What the task asks » Would you give the data below back exactly as it reads?
── Available data ──
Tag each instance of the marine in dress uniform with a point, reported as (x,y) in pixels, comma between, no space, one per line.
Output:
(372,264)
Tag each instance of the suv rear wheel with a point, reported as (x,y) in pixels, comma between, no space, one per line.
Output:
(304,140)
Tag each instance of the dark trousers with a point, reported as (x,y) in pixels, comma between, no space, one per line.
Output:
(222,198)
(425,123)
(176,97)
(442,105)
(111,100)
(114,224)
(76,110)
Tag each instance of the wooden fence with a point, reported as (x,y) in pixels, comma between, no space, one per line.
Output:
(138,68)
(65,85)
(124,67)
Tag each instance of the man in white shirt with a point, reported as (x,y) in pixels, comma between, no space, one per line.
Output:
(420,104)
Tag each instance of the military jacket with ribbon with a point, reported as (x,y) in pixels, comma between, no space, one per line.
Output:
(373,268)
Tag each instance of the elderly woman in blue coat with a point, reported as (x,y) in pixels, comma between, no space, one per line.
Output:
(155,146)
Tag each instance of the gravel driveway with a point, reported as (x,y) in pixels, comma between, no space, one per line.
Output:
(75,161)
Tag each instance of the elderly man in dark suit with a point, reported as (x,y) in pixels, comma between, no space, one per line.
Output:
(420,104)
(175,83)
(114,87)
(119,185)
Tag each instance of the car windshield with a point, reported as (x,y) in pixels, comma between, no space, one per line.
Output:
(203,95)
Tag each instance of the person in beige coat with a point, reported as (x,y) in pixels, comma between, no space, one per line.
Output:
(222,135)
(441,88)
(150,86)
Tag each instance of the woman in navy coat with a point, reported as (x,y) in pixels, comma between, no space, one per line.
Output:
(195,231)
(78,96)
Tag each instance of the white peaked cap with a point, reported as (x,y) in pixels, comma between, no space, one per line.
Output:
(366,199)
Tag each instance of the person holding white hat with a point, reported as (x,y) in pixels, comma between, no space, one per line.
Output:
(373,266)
───
Your solution »
Tag each instance of the marine in dress uniform with a point, reported as (x,y) in pixels, comma between, no space, one per line.
Output:
(372,264)
Tag each instance of the suv rear wheel with a point, reported as (x,y) in pixels, comma between, no space, one per line.
Output:
(304,140)
Tag each instance of the dark trousers with a point, reported as (x,y) in pixels, comma between, no space, one per line.
Output:
(222,198)
(425,123)
(176,97)
(442,105)
(111,100)
(114,224)
(76,110)
Tag each instance of the wooden fence with a point, reported as (x,y) in pixels, comma between, no space, one per line.
Output:
(138,68)
(65,85)
(124,67)
Tag each instance of the man in white shirt with a point, reported as (x,y) in pixels, comma between, no space, one per line.
Output:
(420,104)
Tag each instance of the military jacket with ribbon with a point, reported as (x,y) in pixels, comma between, no space, one per line.
Output:
(373,268)
Tag each instance of the elderly woman in blue coat with a point, reported as (x,y) in pixels, comma between, no space, one per line.
Output:
(155,146)
Tag each instance of the gravel driveway with a point, reported as (x,y) in pixels, comma between, no space, one per line.
Output:
(75,161)
Tag each instance of the elderly man in dark suit with a point, reported as (x,y) in pixels, comma between, no space, one per line.
Output:
(420,104)
(175,83)
(114,87)
(119,185)
Tag each instance of the car windshield with a point, reported as (x,y) in pixels, comma between, no space, one per line.
Output:
(203,95)
Tag each instance of the person in beige coat with a point, reported as (x,y) in pixels, comma between, no space, one per line.
Output:
(222,135)
(441,88)
(150,86)
Tag each instance of the woman in navy coat with a point, reported as (x,y) in pixels, comma between, no space, one per line.
Output:
(195,231)
(78,96)
Tag each instance of the white peaked cap with a point, reported as (x,y) in pixels, comma between, no space, one per line.
Output:
(366,199)
Tag each instance of the person holding white hat with a point, reported as (x,y) in pixels, comma between, no space, one per line.
Output:
(373,266)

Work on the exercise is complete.